• _EXERCISE INSTRUCTIONS_
Which lines in the rows below contain the word "tree"? Pick out each of those lines and copy it.
>> begin LISTED ENTRIES
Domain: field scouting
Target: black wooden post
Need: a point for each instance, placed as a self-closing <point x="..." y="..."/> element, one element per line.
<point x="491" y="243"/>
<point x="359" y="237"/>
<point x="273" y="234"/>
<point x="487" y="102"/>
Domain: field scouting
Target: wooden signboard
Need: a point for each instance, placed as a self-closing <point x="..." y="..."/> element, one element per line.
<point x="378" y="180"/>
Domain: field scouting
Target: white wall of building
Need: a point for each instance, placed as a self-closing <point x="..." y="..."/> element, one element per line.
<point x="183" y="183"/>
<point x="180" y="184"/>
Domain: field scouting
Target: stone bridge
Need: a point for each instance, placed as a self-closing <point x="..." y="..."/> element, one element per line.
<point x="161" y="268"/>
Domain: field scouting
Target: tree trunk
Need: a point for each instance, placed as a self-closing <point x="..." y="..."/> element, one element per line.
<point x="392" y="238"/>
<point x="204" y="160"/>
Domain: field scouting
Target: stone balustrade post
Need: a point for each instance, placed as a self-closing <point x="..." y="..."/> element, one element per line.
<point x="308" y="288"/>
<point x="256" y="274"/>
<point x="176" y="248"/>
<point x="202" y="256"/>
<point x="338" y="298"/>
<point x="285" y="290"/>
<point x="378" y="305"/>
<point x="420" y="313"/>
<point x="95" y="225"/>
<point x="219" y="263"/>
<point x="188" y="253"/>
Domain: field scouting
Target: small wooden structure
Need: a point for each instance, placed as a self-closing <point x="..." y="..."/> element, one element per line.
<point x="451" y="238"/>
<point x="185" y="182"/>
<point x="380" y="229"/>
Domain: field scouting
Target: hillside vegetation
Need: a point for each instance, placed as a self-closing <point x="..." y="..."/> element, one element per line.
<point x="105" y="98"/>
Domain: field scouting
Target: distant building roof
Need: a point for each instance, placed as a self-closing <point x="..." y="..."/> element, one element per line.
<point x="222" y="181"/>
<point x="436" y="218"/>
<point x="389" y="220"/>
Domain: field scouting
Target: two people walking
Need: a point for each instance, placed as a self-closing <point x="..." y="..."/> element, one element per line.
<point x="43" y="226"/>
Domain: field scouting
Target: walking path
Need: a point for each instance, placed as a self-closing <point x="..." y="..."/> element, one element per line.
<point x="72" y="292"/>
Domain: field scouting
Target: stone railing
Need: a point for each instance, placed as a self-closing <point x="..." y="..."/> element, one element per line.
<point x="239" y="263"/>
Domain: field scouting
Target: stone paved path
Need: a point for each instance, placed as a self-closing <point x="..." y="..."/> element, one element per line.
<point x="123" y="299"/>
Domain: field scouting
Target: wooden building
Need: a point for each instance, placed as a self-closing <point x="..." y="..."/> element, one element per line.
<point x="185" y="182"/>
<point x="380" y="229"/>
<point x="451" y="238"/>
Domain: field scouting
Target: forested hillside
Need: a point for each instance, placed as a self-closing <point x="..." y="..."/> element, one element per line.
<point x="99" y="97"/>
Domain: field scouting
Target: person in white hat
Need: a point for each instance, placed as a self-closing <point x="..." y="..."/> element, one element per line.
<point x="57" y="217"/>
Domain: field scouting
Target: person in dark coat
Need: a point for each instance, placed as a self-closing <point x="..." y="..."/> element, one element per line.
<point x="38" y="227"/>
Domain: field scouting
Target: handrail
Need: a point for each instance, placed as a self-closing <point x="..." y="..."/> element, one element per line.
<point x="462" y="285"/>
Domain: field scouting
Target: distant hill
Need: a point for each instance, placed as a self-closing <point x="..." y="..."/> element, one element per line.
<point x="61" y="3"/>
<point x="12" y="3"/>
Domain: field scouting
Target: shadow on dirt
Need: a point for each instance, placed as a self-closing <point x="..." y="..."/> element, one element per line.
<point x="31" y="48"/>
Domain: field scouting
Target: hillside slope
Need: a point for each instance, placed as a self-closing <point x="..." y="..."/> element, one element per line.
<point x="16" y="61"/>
>> end LISTED ENTRIES
>> begin LISTED ENTRIES
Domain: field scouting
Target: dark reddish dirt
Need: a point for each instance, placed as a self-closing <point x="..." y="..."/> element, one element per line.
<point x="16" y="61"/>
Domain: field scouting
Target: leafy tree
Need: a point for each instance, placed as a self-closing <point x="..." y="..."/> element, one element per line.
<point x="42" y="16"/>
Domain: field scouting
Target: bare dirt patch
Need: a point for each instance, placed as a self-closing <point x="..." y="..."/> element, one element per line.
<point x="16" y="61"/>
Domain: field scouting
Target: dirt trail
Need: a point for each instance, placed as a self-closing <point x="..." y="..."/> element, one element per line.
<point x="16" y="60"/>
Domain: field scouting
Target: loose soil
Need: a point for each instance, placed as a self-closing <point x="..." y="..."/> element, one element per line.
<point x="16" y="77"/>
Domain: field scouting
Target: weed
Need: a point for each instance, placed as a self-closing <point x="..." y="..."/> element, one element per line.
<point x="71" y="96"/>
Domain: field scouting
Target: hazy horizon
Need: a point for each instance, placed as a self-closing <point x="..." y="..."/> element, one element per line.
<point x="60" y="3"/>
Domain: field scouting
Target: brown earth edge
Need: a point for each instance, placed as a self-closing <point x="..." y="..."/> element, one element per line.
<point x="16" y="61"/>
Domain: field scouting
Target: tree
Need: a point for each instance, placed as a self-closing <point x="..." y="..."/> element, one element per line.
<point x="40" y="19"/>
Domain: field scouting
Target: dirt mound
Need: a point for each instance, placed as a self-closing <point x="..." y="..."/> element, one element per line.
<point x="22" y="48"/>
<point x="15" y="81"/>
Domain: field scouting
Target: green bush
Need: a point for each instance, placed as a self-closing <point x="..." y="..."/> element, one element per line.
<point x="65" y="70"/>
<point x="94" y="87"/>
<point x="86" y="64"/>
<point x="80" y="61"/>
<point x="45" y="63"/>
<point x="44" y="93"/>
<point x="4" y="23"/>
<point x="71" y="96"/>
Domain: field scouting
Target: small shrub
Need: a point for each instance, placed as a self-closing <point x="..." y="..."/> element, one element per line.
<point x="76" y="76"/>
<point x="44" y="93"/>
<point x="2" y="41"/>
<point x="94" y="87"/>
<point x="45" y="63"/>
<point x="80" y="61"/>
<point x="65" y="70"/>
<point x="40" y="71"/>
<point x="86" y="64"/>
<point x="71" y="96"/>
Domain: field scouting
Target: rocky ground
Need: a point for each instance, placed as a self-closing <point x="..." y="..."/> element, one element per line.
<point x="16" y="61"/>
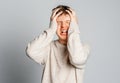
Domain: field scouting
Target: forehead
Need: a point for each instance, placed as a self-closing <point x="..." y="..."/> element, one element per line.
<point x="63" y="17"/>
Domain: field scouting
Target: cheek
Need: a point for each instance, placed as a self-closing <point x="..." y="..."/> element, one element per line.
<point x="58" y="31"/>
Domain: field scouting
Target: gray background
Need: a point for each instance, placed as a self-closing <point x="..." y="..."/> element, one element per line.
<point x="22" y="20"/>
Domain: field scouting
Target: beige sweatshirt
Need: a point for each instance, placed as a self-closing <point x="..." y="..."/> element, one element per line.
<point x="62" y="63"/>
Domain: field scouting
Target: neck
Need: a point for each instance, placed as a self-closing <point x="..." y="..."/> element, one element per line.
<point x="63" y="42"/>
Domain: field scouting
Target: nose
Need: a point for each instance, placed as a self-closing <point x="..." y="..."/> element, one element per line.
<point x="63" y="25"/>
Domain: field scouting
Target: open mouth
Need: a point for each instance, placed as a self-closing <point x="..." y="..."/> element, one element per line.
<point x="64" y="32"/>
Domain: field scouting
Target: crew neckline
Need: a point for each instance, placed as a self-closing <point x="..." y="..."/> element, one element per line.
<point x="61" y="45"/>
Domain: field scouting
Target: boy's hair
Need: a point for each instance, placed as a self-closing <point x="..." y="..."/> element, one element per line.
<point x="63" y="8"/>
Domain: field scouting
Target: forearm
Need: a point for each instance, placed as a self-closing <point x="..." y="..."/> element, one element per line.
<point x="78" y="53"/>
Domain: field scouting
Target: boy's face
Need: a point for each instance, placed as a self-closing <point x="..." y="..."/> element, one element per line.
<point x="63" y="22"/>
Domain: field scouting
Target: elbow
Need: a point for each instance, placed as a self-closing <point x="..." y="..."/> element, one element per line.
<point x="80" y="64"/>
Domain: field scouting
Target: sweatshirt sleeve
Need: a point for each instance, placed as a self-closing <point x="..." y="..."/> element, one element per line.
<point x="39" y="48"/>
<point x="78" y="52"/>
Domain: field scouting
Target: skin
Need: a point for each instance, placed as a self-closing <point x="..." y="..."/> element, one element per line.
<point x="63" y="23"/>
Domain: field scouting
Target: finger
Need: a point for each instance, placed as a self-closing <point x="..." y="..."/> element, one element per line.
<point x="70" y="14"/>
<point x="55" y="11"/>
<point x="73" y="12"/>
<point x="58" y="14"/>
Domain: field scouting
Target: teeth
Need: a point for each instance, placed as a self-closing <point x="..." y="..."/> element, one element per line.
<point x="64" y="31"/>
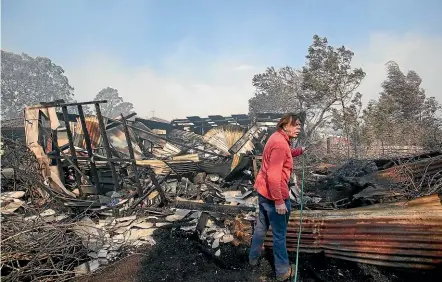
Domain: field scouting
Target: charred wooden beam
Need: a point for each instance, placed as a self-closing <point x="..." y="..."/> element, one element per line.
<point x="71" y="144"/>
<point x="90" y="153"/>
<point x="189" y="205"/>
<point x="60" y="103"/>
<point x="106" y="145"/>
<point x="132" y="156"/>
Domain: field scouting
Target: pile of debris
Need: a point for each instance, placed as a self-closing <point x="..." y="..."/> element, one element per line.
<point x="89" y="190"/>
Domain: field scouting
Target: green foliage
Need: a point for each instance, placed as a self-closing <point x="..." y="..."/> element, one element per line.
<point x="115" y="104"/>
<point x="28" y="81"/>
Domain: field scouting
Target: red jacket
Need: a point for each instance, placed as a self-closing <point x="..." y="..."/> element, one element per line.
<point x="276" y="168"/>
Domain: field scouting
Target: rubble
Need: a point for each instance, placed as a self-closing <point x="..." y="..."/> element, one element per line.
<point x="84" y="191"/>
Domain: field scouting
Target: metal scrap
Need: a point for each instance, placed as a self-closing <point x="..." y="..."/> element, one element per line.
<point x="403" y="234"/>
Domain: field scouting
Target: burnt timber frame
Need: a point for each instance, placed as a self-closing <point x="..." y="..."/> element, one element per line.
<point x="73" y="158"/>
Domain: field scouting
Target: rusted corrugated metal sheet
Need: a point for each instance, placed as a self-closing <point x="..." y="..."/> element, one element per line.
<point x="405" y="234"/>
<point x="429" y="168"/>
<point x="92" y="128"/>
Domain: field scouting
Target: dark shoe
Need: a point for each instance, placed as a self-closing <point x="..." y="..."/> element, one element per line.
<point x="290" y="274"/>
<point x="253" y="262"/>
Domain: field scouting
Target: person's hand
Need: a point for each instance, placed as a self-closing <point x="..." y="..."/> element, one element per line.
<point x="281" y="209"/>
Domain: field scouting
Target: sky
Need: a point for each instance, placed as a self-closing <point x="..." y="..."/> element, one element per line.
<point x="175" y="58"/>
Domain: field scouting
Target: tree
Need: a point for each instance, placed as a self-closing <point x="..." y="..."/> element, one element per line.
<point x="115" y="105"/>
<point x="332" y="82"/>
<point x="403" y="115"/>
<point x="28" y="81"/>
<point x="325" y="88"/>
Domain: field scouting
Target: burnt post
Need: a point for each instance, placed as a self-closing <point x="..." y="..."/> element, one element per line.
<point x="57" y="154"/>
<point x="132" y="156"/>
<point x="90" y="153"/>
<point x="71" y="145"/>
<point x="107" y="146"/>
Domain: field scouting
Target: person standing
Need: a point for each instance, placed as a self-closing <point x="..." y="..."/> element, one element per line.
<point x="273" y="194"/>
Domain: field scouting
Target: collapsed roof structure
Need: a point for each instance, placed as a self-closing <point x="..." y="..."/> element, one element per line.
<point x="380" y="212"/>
>> end LISTED ENTRIES
• _SOLUTION FOR THIS PROBLEM_
Target: tree trunk
Target: leafy tree
Target: tree
Target: tree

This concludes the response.